Problem 1 →
Pick out every line of the records below that contains the word "trace", and copy each of those lines unchanged.

Extract to read →
## start

Now the response curves were computed for more cases of the relaxation time, force amplitude and order of fractional derivative. Some of these results are presented in Figs. 16 and 17. The graphs in this figures show the relation between the value of the product \(\tau \lambda _{max}\) and the corresponding resonance peak amplitude \(q_{max}\) obtained for \(\alpha =1.0\) and 0.8. The dots in the figures represent the pairs obtained from the response curves, while the solid lines are the best spline fits for the set of computed points. From the graphical representation of the spline approximations, the critical pairs of \(\tau \lambda _{max}\) and \(q_{max}\) were found. These pairs are presented in Table 2 for two cases of \(\alpha =1.0\) and 0.8 depicted in Figs. 16 and  17 as well as for \(\alpha =0.9\) and 0.7.

## end

Supplied data →
## start

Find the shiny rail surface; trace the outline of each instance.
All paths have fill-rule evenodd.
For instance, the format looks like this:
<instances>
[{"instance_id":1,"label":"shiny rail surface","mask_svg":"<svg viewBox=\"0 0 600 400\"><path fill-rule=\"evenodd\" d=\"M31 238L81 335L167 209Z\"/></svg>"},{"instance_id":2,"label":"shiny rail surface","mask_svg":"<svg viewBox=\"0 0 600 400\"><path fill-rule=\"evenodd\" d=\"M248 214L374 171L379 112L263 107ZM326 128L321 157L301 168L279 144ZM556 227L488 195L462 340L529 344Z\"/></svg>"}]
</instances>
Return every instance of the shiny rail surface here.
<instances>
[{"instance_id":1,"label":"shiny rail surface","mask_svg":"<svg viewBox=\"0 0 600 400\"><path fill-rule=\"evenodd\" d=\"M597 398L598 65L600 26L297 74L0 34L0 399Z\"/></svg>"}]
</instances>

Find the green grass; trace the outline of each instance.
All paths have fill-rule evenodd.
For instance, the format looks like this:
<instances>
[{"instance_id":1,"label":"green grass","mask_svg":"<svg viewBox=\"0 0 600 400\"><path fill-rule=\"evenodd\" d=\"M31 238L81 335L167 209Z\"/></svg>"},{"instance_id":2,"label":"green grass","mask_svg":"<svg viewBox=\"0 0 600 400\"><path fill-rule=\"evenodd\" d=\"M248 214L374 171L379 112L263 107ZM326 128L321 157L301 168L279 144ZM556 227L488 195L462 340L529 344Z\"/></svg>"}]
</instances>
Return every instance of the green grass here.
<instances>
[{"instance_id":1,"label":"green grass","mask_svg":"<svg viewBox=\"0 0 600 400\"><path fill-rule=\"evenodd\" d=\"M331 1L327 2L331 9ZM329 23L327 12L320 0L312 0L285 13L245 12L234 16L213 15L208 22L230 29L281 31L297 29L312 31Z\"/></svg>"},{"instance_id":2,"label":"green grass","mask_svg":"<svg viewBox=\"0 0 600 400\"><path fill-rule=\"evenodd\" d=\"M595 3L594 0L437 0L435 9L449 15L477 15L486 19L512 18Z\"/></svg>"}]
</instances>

## end

Problem 2 →
From the passage on resonance peak amplitudes above, reproduce word for word the stretch that begins at the words "Now the response" and stops after "for \(\alpha =0.9\) and 0.7.".

Solution 1 →
Find the shiny rail surface; trace the outline of each instance.
Find the green grass; trace the outline of each instance.

Solution 2 →
Now the response curves were computed for more cases of the relaxation time, force amplitude and order of fractional derivative. Some of these results are presented in Figs. 16 and 17. The graphs in this figures show the relation between the value of the product \(\tau \lambda _{max}\) and the corresponding resonance peak amplitude \(q_{max}\) obtained for \(\alpha =1.0\) and 0.8. The dots in the figures represent the pairs obtained from the response curves, while the solid lines are the best spline fits for the set of computed points. From the graphical representation of the spline approximations, the critical pairs of \(\tau \lambda _{max}\) and \(q_{max}\) were found. These pairs are presented in Table 2 for two cases of \(\alpha =1.0\) and 0.8 depicted in Figs. 16 and  17 as well as for \(\alpha =0.9\) and 0.7.